> **EXCERPT PROVIDED**:
[BEGIN]
11. All About Files

This chapter describes how to

  • use the return value to pass data

  • store and retrieve data using exax helper functions

  • register files, making exax aware of them

  • read project input data files

11.1. Writing and Reading data

From a programmer’s point of view, data is passed from job to job using job objects. The job object provides functions for both reading and writing files.

11.1.1. Where should a file be stored?

The current work directory (CWD) is always pointing to the current job directory, so creating files with relative paths will ensure that they end up where they should - in the runnin job’s directory.

Never store files elsewhere, that will break the association between files and the source code (and input parameter set) that created them. One of the benefits of the helper functions described in this chapter is that they ensure that files are stored in the correct places.

11.1.2. Passing data using return value

The simplest way to store data created in a job is to use the return function:

def synthesis():
    ...
    data = ...
    return data

This will store the data in Python’s pickle format. To access the data later, use the load() function with no argument:

def main(urd):
    job = urd.build('example')
    data = job.load()

or

jobs = ('example',)

def synthesis():
    data = jobs.example.load()

11.1.3. Passing data using named files

Files can be created by any means, for example by calling a shell command or running ffmpeg in a subprocess, or just by calling Python’s open() function.

Exax provides three functions for creating files using different data serialisations, see this example

# Store and load data using Python's pickle format
job.save(data, 'filename')              # save in pickle format

data = job.load('filename')             # load


# Store and load data using JSON format
job.json_save(data, 'filename')         # save in JSON format

data = job.json_load('filename')        # load


# Store and load data in any format
with job.open('filename', 'wt') as fh:  # save in custom format
    fh.write(data)                      # (text-based in this example)

with job.open('filename', 'rt') as fh:  # load
    data = fh.read()                    #

All three save functions will register the file as well. More about this in the next section.

Exax uses references to jobs to pass data and parameters around in a project, so while files can be created by any means, all files are closely connected to the job that created them, and therefore it makes sense to use only the three job-object based load functions above for data reading.

11.1.4. Using JobWithFile()

JobWithFile is an input parameter type that can is used to pinpoint a specific file in a specific job.

The basic functionality is as follow. In a build script, a specific file in a job is input to a build() call like this

11.2. Registering files

For convenvience, knowledge about created files should be added to the file creating job’s meta information. In exax notation, this is called to register a file.

11.2.1. Manual registration

All three calls in the example in the previous section will register the created files automatically. If files are created by other means, they can be registered manually, either one by one, or using a glob pattern, like this

job.register_file('filename')

files = job.register_files('*.jpg')

register_files() will by default register everything. It will return the names of the files that are registered.
[END]
> **DATA EXTRACT**:
[BEGIN]
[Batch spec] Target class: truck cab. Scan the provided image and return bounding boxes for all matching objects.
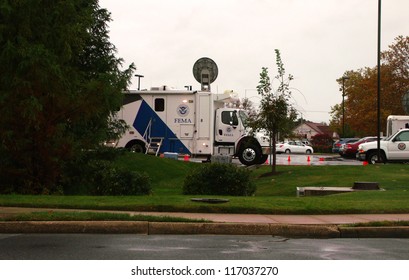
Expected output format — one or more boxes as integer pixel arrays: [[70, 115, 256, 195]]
[[357, 129, 409, 164]]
[END]
> **PROBLEM TO WORK ON**: Can you write out the part of the chapter on files starting with "The simplest way" and going on through "data = job.load()"?

> **ANSWER TO THIS TASK**:
The simplest way to store data created in a job is to use the return function:

def synthesis():
    ...
    data = ...
    return data

This will store the data in Python’s pickle format. To access the data later, use the load() function with no argument:

def main(urd):
    job = urd.build('example')
    data = job.load()